::: Page text :::

The intifada drew its momentum not only from the Palestinians' profound sense of frustration, humiliation, and despair but also from their swift upsurge of belief that a relatively easy and effective way had been found to neutralize Israel's enormous military advantage. This belief was reinforced by a series of grave errors on the part of the Israelis, who had likewise underestimated the depth and force of feeling powering the rebellion. In addition to a failure to send reinforcements into the territories quickly and an unconscionable lack of proper equipment, the army was too selective in its use of the curfew—a standard means of restoring order and providing a cooling-off period—and the demonstrations were able to continue without respite and feed off each other. For the entire first month of unrest the standing orders were not to disperse demonstrations unless attempts were made to block arteries or attack soldiers. In a number of places the Palestinians took this to mean that they could barricade themselves inside villages and camps, and they proceeded to do so, declaring Bir Zeit, Salfit, and other towns on the West Bank "liberated areas."
Several weeks after the uprising began, the Israeli army added truncheons to the otherwise mostly lethal weapons of units in the territories, and shifted to a more generalized application of the curfew, the dispersal of demonstrations by force as soon as they began, and the securing of places where riots were most likely to erupt. In a closed session with the ranking officers in the field Defense Minister Rabin made it plain that he preferred to have the world chastise Israel for being too tough than to have the Palestinians conclude that it had lost its clout and its control over the territories. By that point, however, a broad section of the Palestinian public had been buoyed by the taste of success, and the groundwork had been laid for what would later be called a war of attrition.

::: Information supplied :::

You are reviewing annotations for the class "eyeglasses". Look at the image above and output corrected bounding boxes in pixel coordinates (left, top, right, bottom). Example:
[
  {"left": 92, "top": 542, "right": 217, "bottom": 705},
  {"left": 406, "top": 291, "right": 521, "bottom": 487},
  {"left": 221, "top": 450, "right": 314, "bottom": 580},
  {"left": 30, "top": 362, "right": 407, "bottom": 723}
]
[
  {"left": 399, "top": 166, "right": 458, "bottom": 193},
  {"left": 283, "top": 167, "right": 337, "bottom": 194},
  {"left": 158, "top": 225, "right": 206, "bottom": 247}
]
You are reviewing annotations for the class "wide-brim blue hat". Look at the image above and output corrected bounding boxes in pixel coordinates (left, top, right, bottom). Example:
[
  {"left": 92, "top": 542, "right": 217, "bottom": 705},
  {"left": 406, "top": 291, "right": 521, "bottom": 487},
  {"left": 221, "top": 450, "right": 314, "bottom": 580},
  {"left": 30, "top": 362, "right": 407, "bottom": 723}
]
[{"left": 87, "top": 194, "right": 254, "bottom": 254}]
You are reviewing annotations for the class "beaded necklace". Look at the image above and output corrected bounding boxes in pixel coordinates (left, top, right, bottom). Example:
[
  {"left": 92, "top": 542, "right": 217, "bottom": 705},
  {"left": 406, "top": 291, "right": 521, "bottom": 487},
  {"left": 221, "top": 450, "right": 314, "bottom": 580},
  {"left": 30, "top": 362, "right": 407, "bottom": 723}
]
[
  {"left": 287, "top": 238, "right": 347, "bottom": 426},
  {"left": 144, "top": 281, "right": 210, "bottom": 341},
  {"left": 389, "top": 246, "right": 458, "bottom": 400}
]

:::

(What you need to do): Please continue the passage on the intifada and the Israeli army's response, picking up after its last sentence. The listing is not needed for anything here.

(Expected answer):
The strength of the intifada lay to a large degree in its lack of organization, and the aspect of spontaneity remained even after weeks of confrontation. Different places acted in different ways, at different paces, and with different levels of violence. The common denominator was an appreciation of the need to keep up the momentum without turning to firearms and incurring the predictable consequences of their use. Following these unwritten rules, the riots continued to move in a hiccuping zigzag from one place to another, producing a steady yield of curfews, clashes, and casualties.
The young militants effectively maneuvered the local merchants into the position of buffer between them and the army. By forcing storekeepers to close their shops, knowing full well that the army would force them to open again, the hard-core activists were able to wage a struggle on the backs of the least militant sector of all. Gangs of youngsters organized within the refugee camps and slums, which the army avoided entering for quite some time while attending to the striking merchants (who forfeited 20 to 30 percent of their business). Neither the shopkeepers nor factory owners dared fire any of their employees during the extended commercial strike; at most they might try to cut back on their wages. Throughout the strike and curfews, many workers continued to steal out of the refugee camps and report to their places of work in Israel—out of economic necessity—but they were merciless to any merchants who tried to carry on business, torching their shops, sending threatening notes, and sometimes even beating the offenders. In Gaza, for instance, it came out that after setting fire to the buses used to transport workers to the packing houses of the city's rich citrus growers, the arsonists continued on to their own jobs in Israel.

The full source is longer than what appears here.